## [TASK DETAILS]
How many lines of the listing below contain the word "table"? Reply with the number only.
============
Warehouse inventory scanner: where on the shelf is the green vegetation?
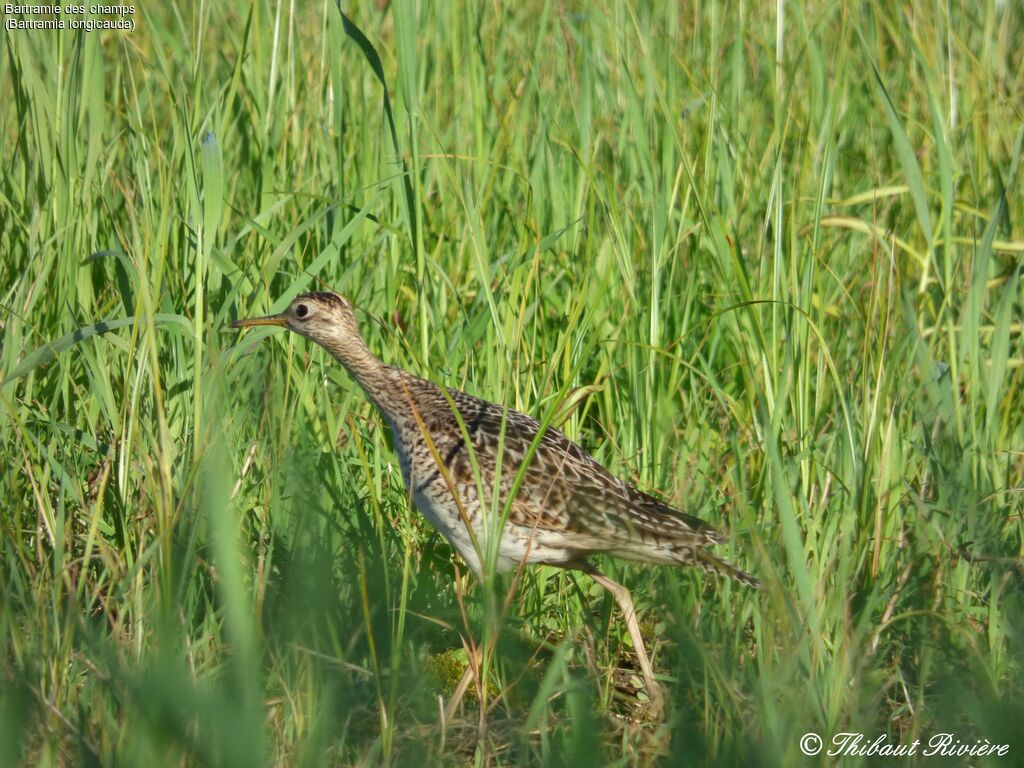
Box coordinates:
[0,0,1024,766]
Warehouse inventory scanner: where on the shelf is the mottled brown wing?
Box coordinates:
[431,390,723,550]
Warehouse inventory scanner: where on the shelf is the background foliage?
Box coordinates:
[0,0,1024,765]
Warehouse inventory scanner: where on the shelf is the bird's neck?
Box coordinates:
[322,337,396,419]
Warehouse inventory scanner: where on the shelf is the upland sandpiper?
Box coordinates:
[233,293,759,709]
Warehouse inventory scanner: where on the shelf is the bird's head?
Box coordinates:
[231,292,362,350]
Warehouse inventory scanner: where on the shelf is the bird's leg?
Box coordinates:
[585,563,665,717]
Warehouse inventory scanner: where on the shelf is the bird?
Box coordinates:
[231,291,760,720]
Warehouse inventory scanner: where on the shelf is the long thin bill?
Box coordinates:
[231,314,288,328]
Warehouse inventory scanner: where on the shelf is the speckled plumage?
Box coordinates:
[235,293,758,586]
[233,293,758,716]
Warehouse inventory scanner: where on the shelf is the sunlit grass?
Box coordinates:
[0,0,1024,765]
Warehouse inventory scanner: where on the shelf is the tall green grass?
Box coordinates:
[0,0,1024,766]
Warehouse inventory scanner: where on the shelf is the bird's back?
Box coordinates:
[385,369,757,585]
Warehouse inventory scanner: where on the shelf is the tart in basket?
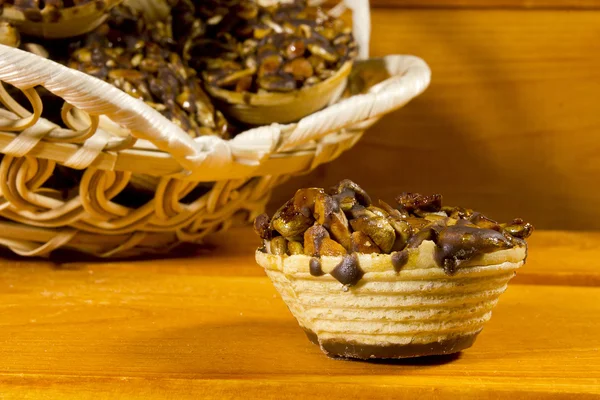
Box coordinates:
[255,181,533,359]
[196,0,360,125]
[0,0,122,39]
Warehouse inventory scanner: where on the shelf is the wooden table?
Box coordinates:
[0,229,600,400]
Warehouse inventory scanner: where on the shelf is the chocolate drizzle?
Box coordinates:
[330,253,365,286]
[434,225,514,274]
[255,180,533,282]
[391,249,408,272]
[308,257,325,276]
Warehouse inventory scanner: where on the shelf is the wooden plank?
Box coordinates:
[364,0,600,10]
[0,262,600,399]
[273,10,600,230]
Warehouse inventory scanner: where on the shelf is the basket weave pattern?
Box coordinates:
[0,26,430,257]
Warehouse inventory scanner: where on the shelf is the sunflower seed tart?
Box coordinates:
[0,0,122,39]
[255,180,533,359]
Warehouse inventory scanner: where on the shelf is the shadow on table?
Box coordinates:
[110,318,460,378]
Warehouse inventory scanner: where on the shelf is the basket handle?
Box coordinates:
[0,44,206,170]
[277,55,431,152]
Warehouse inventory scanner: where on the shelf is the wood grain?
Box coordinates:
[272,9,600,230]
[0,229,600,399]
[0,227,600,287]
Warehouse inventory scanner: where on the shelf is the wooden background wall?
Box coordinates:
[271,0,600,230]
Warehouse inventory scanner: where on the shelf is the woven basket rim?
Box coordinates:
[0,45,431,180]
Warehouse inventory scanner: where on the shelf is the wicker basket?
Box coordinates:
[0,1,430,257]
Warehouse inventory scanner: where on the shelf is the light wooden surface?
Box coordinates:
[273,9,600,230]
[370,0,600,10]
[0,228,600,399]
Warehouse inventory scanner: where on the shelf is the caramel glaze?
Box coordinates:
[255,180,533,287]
============
## [TASK OUTPUT]
2